_What you will do_
From the line that holds "Target: dark sedan" to the last line of the data, copy everything exactly; leave out all the rest.

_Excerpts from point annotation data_

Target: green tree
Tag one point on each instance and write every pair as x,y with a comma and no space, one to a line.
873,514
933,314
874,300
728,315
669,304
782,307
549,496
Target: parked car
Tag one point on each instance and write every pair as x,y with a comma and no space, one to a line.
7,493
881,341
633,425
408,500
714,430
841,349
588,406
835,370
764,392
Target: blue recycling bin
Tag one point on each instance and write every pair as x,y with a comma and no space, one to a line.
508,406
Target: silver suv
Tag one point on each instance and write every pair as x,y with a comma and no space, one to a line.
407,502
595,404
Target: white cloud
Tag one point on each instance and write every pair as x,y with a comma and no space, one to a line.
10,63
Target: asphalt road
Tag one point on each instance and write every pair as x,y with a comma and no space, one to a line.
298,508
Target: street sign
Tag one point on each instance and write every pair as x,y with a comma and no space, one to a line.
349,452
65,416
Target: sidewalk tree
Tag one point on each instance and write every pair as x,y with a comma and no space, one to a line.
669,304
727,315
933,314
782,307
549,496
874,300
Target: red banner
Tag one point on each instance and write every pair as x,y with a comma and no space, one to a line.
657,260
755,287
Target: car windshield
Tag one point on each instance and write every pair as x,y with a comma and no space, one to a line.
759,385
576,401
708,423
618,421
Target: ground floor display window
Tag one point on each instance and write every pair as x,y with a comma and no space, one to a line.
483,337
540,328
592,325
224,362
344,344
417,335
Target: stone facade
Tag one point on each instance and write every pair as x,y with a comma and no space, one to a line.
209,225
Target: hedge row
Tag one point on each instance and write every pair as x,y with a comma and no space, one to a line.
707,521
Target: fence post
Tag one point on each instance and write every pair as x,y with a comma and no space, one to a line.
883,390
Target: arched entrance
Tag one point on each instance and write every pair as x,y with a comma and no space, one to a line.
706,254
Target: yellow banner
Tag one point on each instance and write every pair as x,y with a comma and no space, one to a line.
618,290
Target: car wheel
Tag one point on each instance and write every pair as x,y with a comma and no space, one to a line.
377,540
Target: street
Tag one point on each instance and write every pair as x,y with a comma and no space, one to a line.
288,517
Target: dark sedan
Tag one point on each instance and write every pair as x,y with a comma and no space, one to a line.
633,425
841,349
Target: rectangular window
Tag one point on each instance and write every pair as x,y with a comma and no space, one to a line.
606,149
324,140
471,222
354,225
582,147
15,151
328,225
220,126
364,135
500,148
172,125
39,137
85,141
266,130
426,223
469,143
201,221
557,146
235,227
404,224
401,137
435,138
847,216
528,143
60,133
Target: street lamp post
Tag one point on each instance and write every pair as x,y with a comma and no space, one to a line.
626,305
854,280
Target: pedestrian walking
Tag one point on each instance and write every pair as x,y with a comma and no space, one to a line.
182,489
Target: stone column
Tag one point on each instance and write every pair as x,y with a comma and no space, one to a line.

_Reply to the task_
Target: dark sedan
Tag one point on each instance and write every pair as x,y with a comma and no space, one to a line.
633,425
841,349
Target: rectangular window
Tag one point on each instance and write every pair as x,y with a comma and no space, one to a line.
606,149
324,140
471,222
354,225
582,147
15,151
328,225
220,126
364,135
500,148
172,125
39,137
85,141
266,130
426,223
469,143
201,221
557,146
235,227
404,224
401,137
435,138
847,216
528,143
60,133
Target: street lamp post
Tag one point on each instance and write every pair as x,y with a comma and no space, one to a line.
626,305
854,280
Target: pedestrian walking
Tag one point on each instance and write every pair as x,y with a comma and no space, one to a line.
182,489
Target: stone column
Tag one point on each instance and write every pair as x,y with a comma and no space, one to a line.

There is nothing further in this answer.